TEXT SECTION ::
- Born: Cláudia Maria Azenha Margato de Ramalho Sousa 1975 Coimbra
- Died: 2014 (aged 38–39)
- Known for: leading primatologist

= Claudia Sousa =

Portuguese primatologist (1975–2014)

Cláudia Maria Azenha Margato de Ramalho Sousa (1975 – 2014) was a primatologist. She was the first Portuguese to work in the field with chimpanzees. Sousa discovered that chimpanzees would exchange tokens for food.

== Life ==
Sousa was born in Coimbra but she was bought up in Figueira da Foz. She earned her first degree and her Masters in Biological Anthropology at the University of Coimbra. Having decided to research primates she wrote to anyone who might help. The most positive reply was from someone who said that they would be in Paris visiting from Japan. She took a 23 hour bus trip to meet him. On 30 January 1999, she left for Japan where she did her doctorate in primatology, under the guidance of Japanese primatologist Tetsurō Matsuzawa, at the Primate Research Institute of the University of Kyoto. Sousa discovered that chimpanzees would exchange tokens for food. The tokens are used in the same way as humans use money and they may be stones that can crack nuts or leaves that can be used to catch water. The early recognition followed observation of captive chimps who were given tokens by researchers for good behaviour which they could use to gain food by placing them in a machine. Sousa noticed that they would keep the tokens for later use.

Sousa carried out field work at the Cantanhez Forests National Park in Guinea-Bissau. She also worked in Guinea-Conakry when she was not at the Nova de Lisboa or the University of Kyoto.

In 2004 she founded, together with Catarina Casanova and others, the Portuguese Primatology Association. Between 2007 and 2011 she was the association's President.

She died in 2014, aged 39, from cancer.

== Recognition ==
She won the 2014 and 2015 Santander Prize for her contribution to the Internationalization of Scientific Production. The award was made posthumously.

Kyoto University's Primate Research group established a fund to pay for a student each year to continue in Sousa's field of study.

[Data extracted from a collection]
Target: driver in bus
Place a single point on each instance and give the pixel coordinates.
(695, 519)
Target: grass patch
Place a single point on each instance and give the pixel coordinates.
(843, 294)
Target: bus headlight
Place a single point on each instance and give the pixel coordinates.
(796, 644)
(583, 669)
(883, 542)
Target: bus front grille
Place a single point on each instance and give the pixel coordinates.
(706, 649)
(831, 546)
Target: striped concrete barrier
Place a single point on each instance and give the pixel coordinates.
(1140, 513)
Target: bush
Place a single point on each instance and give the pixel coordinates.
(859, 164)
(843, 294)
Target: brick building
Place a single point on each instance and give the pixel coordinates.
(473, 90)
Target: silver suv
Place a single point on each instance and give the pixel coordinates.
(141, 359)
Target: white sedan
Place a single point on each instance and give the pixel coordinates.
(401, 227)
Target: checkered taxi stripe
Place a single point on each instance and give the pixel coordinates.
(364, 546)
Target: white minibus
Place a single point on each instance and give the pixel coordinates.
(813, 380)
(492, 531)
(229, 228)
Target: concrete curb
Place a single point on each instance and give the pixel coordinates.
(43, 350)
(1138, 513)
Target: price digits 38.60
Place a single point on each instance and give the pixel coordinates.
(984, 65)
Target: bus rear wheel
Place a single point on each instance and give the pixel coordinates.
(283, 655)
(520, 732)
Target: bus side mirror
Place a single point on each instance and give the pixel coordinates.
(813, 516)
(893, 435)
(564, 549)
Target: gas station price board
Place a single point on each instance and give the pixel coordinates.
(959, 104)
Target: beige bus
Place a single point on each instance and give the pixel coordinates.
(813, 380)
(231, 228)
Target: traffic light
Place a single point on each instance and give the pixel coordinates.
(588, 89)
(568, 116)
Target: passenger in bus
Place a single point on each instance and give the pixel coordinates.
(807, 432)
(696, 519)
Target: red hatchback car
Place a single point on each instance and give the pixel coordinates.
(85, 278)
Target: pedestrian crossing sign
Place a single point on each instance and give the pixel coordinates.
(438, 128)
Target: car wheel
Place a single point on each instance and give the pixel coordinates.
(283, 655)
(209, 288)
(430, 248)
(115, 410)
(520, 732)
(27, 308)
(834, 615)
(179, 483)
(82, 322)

CHECK YOUR UNDERSTANDING ::
- 1) List every distinct year mentioned in the Claudia Sousa biography above the records.
- 2) Return the stretch of the Claudia Sousa biography from "Sousa carried out" through "39, from cancer.", word for word.

TASK-BY-TASK ANSWERS ::
- 1) 1975, 1999, 2004, 2007, 2011, 2014, 2015

- 2)
Sousa carried out field work at the Cantanhez Forests National Park in Guinea-Bissau. She also worked in Guinea-Conakry when she was not at the Nova de Lisboa or the University of Kyoto.

In 2004 she founded, together with Catarina Casanova and others, the Portuguese Primatology Association. Between 2007 and 2011 she was the association's President.

She died in 2014, aged 39, from cancer.